## O que se pede
Transcreva sem alterações o trecho da crônica sobre a viagem ao povoado Felipa que começa nas palavras "Era um início" e termina logo depois de "do século XII.".

Pages

segunda-feira, 3 de julho de 2017

KÝRIE ELEISON




       

Josemar Lima
                                                                       Série Crônicas – ano IV/nº 43 - julho/2017
                       
Era um início de noite do inverno de 1984 e eu saia da BR - 222 e entrava na estrada vicinal com destino ao povoado “Felipa”, uma comunidade no interior de Itapecuru Mirim, cujos moradores são descendentes de negros escravizados que ali encontraram um refúgio enquanto fugiam das fazendas e engenhos de cana-de-açúcar existentes às margens do Rio Itapecuru no limiar do século XII.
A estradinha estreita estava pontilhada de poças d’água e, de quando em quando, uma mangueira a adornava com frutos verdes e amarelos, caídos na última chuva forte.

## Conjunto de registros
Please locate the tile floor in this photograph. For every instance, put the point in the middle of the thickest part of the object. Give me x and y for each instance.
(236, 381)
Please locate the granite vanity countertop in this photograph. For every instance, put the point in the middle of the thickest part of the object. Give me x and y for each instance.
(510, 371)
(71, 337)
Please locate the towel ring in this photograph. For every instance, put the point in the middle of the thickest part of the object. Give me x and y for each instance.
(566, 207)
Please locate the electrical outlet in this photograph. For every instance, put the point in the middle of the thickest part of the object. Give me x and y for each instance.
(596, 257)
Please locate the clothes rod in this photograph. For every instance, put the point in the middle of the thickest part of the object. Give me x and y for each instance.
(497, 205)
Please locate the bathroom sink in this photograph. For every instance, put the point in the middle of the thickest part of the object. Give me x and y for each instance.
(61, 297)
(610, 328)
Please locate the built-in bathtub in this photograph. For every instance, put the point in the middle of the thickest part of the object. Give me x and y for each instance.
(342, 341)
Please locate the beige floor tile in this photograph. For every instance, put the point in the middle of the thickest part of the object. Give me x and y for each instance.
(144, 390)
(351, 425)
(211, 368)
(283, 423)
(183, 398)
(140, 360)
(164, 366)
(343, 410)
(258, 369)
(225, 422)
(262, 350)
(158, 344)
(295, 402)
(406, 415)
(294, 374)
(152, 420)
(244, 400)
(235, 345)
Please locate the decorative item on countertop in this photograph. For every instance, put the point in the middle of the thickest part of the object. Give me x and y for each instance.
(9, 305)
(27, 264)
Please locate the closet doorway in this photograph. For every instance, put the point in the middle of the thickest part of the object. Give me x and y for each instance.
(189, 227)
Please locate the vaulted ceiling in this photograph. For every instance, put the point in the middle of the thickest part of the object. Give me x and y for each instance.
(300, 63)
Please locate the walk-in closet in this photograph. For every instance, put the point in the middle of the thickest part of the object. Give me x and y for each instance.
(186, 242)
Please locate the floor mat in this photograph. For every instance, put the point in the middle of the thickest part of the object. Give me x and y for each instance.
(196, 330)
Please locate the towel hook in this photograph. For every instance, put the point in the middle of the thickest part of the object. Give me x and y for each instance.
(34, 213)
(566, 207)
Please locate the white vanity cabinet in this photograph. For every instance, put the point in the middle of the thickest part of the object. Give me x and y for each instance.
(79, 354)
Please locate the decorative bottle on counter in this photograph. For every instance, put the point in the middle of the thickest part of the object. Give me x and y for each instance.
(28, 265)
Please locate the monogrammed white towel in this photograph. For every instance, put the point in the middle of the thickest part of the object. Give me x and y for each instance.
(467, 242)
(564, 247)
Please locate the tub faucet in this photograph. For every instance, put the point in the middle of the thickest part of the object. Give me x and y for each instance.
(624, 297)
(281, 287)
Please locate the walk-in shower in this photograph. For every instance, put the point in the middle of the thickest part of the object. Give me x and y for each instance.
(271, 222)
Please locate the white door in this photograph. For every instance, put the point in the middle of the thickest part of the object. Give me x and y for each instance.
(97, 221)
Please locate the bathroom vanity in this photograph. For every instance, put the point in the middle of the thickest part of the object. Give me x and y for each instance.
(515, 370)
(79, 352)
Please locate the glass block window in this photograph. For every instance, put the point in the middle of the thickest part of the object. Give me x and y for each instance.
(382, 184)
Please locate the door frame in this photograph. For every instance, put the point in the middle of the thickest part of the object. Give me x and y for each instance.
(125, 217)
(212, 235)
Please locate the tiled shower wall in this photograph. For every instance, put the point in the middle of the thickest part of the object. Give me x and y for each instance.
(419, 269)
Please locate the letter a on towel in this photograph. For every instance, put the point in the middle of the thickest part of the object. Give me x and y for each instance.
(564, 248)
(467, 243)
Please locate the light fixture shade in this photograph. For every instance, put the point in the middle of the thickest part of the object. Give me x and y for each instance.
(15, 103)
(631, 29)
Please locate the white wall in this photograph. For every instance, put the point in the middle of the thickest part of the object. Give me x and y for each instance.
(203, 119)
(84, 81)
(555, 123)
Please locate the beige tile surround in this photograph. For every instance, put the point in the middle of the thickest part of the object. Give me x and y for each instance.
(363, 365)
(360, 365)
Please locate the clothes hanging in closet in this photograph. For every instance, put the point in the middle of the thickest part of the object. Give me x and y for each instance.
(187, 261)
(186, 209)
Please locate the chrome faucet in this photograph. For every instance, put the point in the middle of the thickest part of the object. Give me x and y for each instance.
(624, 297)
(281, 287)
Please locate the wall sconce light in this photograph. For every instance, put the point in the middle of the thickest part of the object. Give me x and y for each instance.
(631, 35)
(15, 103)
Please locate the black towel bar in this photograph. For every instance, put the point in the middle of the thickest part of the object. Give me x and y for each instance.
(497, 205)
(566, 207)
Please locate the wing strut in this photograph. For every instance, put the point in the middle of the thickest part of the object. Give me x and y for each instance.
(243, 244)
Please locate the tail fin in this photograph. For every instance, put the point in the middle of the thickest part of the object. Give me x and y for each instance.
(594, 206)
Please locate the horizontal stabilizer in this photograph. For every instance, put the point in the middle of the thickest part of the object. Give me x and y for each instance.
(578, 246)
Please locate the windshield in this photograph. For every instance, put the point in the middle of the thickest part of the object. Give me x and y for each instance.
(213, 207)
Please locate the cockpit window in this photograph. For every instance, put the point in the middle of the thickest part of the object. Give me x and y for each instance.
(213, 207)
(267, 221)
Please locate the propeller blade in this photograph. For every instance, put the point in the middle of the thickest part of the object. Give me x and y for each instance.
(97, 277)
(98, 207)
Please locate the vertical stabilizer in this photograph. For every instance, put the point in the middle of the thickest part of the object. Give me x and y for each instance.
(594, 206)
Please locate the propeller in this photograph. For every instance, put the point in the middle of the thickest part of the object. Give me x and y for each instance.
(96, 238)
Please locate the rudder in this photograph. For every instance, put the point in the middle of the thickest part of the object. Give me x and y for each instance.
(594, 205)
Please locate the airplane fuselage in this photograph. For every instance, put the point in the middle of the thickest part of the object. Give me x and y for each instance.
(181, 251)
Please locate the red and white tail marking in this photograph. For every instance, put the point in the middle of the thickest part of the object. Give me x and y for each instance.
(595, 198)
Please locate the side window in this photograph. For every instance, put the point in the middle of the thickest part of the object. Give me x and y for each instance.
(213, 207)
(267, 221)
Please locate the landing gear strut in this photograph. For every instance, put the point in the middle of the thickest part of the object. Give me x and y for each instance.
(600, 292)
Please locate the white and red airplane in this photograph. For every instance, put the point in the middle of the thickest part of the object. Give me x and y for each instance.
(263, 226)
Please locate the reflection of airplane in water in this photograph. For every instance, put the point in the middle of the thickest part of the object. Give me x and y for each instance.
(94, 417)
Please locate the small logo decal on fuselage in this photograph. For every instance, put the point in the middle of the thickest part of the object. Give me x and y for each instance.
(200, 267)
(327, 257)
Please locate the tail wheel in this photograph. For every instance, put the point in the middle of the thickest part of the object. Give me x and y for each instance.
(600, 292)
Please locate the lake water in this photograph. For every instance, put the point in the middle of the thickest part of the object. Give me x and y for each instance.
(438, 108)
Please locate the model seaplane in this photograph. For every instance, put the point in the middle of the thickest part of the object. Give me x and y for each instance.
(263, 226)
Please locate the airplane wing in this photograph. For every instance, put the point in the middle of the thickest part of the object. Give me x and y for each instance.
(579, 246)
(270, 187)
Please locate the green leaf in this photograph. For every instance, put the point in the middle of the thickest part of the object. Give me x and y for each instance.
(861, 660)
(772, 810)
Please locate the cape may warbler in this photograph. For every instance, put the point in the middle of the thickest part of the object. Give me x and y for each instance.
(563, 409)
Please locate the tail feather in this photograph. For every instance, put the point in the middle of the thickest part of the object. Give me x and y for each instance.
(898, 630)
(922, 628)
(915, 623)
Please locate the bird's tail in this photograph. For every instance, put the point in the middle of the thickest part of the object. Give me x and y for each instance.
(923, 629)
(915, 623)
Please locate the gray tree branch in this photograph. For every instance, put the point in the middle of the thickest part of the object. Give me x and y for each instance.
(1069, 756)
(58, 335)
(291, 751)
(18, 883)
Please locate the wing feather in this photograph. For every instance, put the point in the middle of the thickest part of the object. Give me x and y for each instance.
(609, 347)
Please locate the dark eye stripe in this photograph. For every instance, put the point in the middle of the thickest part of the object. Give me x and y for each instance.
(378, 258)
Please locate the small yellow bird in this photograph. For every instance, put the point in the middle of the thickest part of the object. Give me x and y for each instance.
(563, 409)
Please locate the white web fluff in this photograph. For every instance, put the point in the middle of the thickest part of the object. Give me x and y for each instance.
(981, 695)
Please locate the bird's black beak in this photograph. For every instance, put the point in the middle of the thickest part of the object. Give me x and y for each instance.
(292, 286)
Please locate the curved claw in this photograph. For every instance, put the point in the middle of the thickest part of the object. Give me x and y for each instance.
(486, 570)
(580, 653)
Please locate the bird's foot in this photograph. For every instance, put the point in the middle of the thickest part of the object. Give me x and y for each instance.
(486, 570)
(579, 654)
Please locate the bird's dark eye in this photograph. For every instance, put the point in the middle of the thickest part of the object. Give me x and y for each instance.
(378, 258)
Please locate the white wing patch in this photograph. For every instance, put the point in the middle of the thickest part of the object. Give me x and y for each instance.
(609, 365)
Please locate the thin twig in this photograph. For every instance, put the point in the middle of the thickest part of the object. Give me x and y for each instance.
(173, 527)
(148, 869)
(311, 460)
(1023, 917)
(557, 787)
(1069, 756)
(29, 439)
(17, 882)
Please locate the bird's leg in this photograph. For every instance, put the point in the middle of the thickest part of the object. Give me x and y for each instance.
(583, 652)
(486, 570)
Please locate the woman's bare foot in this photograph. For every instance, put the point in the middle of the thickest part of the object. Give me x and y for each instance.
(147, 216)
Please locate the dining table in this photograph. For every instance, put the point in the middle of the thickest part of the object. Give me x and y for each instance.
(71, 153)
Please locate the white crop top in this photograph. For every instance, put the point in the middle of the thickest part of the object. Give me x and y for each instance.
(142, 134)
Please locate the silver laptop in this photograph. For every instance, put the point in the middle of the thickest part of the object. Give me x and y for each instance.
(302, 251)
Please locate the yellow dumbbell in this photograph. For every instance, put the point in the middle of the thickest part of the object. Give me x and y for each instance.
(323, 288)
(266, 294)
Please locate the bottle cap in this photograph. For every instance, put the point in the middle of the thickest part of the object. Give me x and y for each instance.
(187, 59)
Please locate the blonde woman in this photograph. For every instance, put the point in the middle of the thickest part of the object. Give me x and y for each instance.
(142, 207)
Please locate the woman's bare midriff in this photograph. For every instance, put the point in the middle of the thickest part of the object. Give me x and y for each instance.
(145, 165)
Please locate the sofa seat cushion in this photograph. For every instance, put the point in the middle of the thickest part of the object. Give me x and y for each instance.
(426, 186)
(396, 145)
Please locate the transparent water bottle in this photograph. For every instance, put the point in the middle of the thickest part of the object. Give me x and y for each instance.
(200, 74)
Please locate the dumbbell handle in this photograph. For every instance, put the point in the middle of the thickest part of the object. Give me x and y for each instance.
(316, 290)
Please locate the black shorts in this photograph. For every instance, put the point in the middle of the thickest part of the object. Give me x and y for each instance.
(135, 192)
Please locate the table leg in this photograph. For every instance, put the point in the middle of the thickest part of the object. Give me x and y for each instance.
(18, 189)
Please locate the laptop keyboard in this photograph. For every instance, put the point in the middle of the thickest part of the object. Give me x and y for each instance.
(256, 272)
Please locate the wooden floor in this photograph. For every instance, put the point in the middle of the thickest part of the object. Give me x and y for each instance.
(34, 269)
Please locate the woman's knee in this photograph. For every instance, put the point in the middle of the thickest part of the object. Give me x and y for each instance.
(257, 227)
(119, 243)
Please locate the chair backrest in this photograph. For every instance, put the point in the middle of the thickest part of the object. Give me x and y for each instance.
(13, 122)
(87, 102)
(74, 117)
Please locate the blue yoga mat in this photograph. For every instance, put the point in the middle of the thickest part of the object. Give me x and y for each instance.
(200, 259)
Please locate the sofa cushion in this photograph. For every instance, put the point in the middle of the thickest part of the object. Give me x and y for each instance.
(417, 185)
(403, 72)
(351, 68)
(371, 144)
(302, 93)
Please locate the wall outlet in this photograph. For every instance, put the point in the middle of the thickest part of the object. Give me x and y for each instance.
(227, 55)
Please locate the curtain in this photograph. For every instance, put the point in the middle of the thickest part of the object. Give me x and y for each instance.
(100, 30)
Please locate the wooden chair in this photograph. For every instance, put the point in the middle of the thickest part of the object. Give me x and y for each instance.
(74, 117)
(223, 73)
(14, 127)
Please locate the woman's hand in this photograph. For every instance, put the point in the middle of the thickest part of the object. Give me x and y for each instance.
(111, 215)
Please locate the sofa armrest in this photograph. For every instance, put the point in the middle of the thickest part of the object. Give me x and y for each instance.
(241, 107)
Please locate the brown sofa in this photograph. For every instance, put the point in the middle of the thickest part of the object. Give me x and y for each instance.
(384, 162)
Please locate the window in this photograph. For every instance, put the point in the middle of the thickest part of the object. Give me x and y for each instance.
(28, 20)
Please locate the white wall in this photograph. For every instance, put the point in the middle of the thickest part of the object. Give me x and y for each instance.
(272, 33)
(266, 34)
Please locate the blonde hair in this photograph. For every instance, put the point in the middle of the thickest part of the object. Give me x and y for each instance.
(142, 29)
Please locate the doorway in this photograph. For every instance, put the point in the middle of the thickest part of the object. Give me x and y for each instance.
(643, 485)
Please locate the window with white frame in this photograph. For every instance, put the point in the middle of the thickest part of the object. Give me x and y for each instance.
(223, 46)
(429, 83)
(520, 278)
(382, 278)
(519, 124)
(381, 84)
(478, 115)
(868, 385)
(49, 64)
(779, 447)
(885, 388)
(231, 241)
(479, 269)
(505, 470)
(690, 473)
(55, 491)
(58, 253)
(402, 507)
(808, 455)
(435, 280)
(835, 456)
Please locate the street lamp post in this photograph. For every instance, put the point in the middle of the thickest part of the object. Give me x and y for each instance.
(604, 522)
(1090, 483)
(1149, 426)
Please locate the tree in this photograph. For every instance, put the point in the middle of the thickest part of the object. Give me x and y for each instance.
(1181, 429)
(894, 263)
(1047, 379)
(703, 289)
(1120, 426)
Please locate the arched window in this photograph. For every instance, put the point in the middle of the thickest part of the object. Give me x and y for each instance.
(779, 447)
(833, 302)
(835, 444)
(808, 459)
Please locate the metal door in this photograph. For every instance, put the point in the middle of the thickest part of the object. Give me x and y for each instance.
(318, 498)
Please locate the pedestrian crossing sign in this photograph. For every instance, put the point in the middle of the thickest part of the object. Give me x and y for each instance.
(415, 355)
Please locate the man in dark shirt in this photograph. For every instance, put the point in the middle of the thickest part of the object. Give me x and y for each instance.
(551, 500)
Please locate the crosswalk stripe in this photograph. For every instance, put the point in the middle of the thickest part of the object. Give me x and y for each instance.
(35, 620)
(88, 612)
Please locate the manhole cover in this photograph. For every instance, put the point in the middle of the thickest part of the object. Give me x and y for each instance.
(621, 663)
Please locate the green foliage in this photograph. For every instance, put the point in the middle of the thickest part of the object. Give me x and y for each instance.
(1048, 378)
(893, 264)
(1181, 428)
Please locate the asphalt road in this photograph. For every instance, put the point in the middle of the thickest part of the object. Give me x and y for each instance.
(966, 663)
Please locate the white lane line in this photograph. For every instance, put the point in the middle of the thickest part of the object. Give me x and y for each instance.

## Resposta ao problema
Era um início de noite do inverno de 1984 e eu saia da BR - 222 e entrava na estrada vicinal com destino ao povoado “Felipa”, uma comunidade no interior de Itapecuru Mirim, cujos moradores são descendentes de negros escravizados que ali encontraram um refúgio enquanto fugiam das fazendas e engenhos de cana-de-açúcar existentes às margens do Rio Itapecuru no limiar do século XII.